§ **WRITTEN TASK**
From the article on the 2022 Montana GOP Platform Convention, list every person named.

§ **TEXT TO READ**
#####

(MTFP) The crowd at the 2022 Montana GOP Platform Convention Saturday was often hostile to Rep. David Bedey, a bespectacled, besuited Republican from Hamilton whose comparatively moderate voting record has more than once put him at odds with hardliners in the Legislature and party base.

“I understand the concern that everyone in this room has over the integrity of our elections, and I think there’s plenty of reason to be concerned, but not in the state of Montana,” he said to the assembly.

A majority of the 176 party delegates assembled at the Billings Hotel and Convention Center began to jeer, then quieted. They’d been debating an amendment that would put theories of election fraud popular among segments of the GOP front and center in the election plank of the party’s platform.

“These unfounded attacks on Montana’s election system do nothing but degrade the confidence our citizens have in this fundamental process,” Bedey continued. “If we’re the party of the Constitution, if we’re the conservative party that wants to defend our institutions, we should quit throwing gasoline on the fire.”

His argument was evidently unpersuasive. After a lengthy vote count, the convention added new language to the platform:

“We ask and encourage the members of the Montana state Legislature to do everything in their power to put the responsibility of election integrity and accountability back in the hands of We the People, and that the members of the Montana Legislature do everything in their power to complete any ongoing investigations into the 2020 election, and mandate and fund a conversion to a manual or mechanical vote count,” it read in part.

‘NOT REPRESENTATIVE OF THE ENTIRE REPUBLICAN PARTY’

Election administration was a main focus of this weekend’s convention, a biennial opportunity for Republican lawmakers and state and county party officials to amend the party’s platform, a 15-part expression of values and policy objectives that will, at least in theory, guide the upcoming legislative agenda and state GOP messaging in the immediate future.

The platform is built like a sprawling piece of legislation: Delegates break off into plank committees (meetings that were closed to the press), debate amendments to the existing document, then bring them to a vote before convention members.

In the halls, people pressed palms, made deals and tried to whip votes for upcoming leadership races. Top-of-bill officials like Gov. Greg Gianforte gave speeches. Top-of-ballot candidates like U.S. House hopeful Ryan Zinke rallied support for their races.

“I’ve seen the inside of the deep state,” Zinke told supporters. “It is as evil as you think it is. I know it’s evil. They fear me. I’m gonna go after them, and I’m gonna rip their heart out.”

#####

§ **INFORMATION SUPPLIED**

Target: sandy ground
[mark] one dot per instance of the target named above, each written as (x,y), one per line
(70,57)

#####

§ **TASK RESULT**
- Rep. David Bedey
- Gov. Greg Gianforte
- Ryan Zinke